- [CONSIGNE DONNÉE 1]:
Indique si chacune des affirmations suivantes concorde avec le texte sur la doctrine de l’administration Bush, en répondant par oui ou non et en citant exactement les mots du texte qui tranchent. (a) La doctrine du « containment » est due à George Kennan. (b) Cette doctrine fut d’abord appliquée à l’Iran. (c) Selon le discours cité, la dissuasion reste efficace contre les réseaux terroristes.

- [BLOC DE TEXTE]:
● ● ● ●

Il manquait en effet à cette administration une doctrine qui marque son entrée dans l’histoire politique des Etats unis. On se rappellera que c’est à un certain George Kennan, haut fonctionnaire de l’ambassade américaine à Moscou que l’on doit la doctrine du « containment ». Cette dernière a trouvé son application politique lorsque G. Truman s’est engagé à soutenir « les peuples libres qui veulent résister à l’assujettissement par des minorités armées ou par des pressions extérieures ». Elle fut en premier lieu appliquée à la Grèce. Il n’y pas si longtemps on disait aussi qu’à l’égard de l’Iran la doctrine de l’administration Clinton correspondait à une mixte de « containment » et de « coexistence ». Quelle est donc la doctrine de la toute nouvelle administration Bush ?

Le discours de West Point

Ce n’est pas une question à laquelle il est aisé de répondre. A certains égards cette toute nouvelle administration est plus ancienne que celle qui l’a précédée. Certains de ses membres ont servis sous Nixon, mais l’essentiel de cette équipe a aussi fait partie des administrations Reagan et Bush. Lors des dernières élections présidentielles cette caractéristique était justement présentée comme un élément rassurant. L’inexpérience de Bush devait être compensée par celle des membres de son cabinet. Elle l’aura été au delà de toute expectative.

Lors de son Discours à West Point, Georges Bush a donné une idée de la doctrine de son administration. Après avoir affirmé que les Etats Unis « se battent, se battent toujours pour une paix juste, une paix qui sert la liberté des hommes. » Il ajoute : «  Nous défendrons la paix contre les menaces des terroristes et des tyrans. Nous préserverons la paix en bâtissant de bonnes relations avec les grandes puissances. Et nous étendrons la paix en encourageant les sociétés libres et ouvertes dans tous les continents ».

C’est alors seulement qu’il commence à exposer les éléments de la nouvelle doctrine américaine : « Tout au long de ce siècle, dit-il, la stratégie de défense américaine reposait sur les doctrines de la guerre froide que sont la dissuasion et l’endiguement. Dans certains cas ces stratégies continueront à avoir cours. Mais les nouvelles menaces requièrent aussi de nouveaux mode de pensée. La dissuasion, soit la promesse d’une réplique massive contre les nations [qui nous attaqueraient] ne signifie rien contre les réseaux terroristes travaillant dans l’ombre sans pays ou citoyens à défendre. L’endiguement n’est plus de cours quand des dictateurs déséquilibrés disposant d’armes de destruction massive peuvent livrer ces armes ou missiles ou les fournir secrètement à leurs alliés terroristes. »

● ● ● ●

- [DONNÉES À TRAITER]:
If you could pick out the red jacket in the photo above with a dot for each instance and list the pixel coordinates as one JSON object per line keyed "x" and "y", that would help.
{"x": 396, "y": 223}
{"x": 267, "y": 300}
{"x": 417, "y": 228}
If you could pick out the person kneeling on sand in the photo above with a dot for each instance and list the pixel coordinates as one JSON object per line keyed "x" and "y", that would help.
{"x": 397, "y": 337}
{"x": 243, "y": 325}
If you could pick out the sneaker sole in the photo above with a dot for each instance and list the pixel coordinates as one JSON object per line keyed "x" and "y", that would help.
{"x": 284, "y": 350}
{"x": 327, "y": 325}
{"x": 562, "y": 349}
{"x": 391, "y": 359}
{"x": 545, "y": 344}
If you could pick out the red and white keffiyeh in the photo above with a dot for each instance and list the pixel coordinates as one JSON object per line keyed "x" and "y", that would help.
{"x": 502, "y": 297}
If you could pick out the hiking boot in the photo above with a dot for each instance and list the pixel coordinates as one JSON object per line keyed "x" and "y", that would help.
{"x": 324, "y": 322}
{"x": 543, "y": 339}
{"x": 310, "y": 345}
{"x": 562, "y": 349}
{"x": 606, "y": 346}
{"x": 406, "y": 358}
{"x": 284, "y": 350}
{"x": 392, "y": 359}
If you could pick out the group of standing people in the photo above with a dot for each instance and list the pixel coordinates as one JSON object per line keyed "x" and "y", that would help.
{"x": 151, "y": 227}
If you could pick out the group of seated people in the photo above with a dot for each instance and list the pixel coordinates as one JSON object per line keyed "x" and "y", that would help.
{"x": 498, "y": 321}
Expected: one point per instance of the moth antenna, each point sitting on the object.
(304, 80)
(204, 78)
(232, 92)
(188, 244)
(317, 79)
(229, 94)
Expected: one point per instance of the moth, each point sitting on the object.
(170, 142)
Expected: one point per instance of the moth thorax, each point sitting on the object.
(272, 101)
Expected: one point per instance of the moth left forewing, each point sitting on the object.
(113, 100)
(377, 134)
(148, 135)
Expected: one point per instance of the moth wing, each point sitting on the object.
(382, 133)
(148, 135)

● ● ● ●

- [CONSIGNE DONNÉE 2]:
Dans les entrées, reprends uniquement les lignes allant de celle qui contient « If you could pick out the red and » jusqu’à la fin des entrées, bornes comprises, en substituant « placed on » à « sitting on » et sans rien modifier d’autre.

- [RÉPONSE FINALE 1]:
(a) Oui : « c’est à un certain George Kennan, haut fonctionnaire de l’ambassade américaine à Moscou que l’on doit la doctrine du « containment » ».
(b) Non : « Elle fut en premier lieu appliquée à la Grèce. »
(c) Non : « ne signifie rien contre les réseaux terroristes travaillant dans l’ombre sans pays ou citoyens à défendre ».

- [RÉPONSE FINALE 2]:
If you could pick out the red and white keffiyeh in the photo above with a dot for each instance and list the pixel coordinates as one JSON object per line keyed "x" and "y", that would help.
{"x": 502, "y": 297}
If you could pick out the hiking boot in the photo above with a dot for each instance and list the pixel coordinates as one JSON object per line keyed "x" and "y", that would help.
{"x": 324, "y": 322}
{"x": 543, "y": 339}
{"x": 310, "y": 345}
{"x": 562, "y": 349}
{"x": 606, "y": 346}
{"x": 406, "y": 358}
{"x": 284, "y": 350}
{"x": 392, "y": 359}
If you could pick out the group of standing people in the photo above with a dot for each instance and list the pixel coordinates as one JSON object per line keyed "x" and "y", that would help.
{"x": 151, "y": 227}
If you could pick out the group of seated people in the photo above with a dot for each instance and list the pixel coordinates as one JSON object per line keyed "x" and "y", that would help.
{"x": 498, "y": 321}
Expected: one point per instance of the moth antenna, each point placed on the object.
(304, 80)
(204, 78)
(232, 92)
(188, 244)
(317, 79)
(229, 94)
Expected: one point per instance of the moth, each point placed on the object.
(170, 142)
Expected: one point per instance of the moth thorax, each point placed on the object.
(272, 101)
Expected: one point per instance of the moth left forewing, each point placed on the object.
(113, 100)
(377, 134)
(148, 135)
Expected: one point per instance of the moth wing, each point placed on the object.
(382, 133)
(148, 135)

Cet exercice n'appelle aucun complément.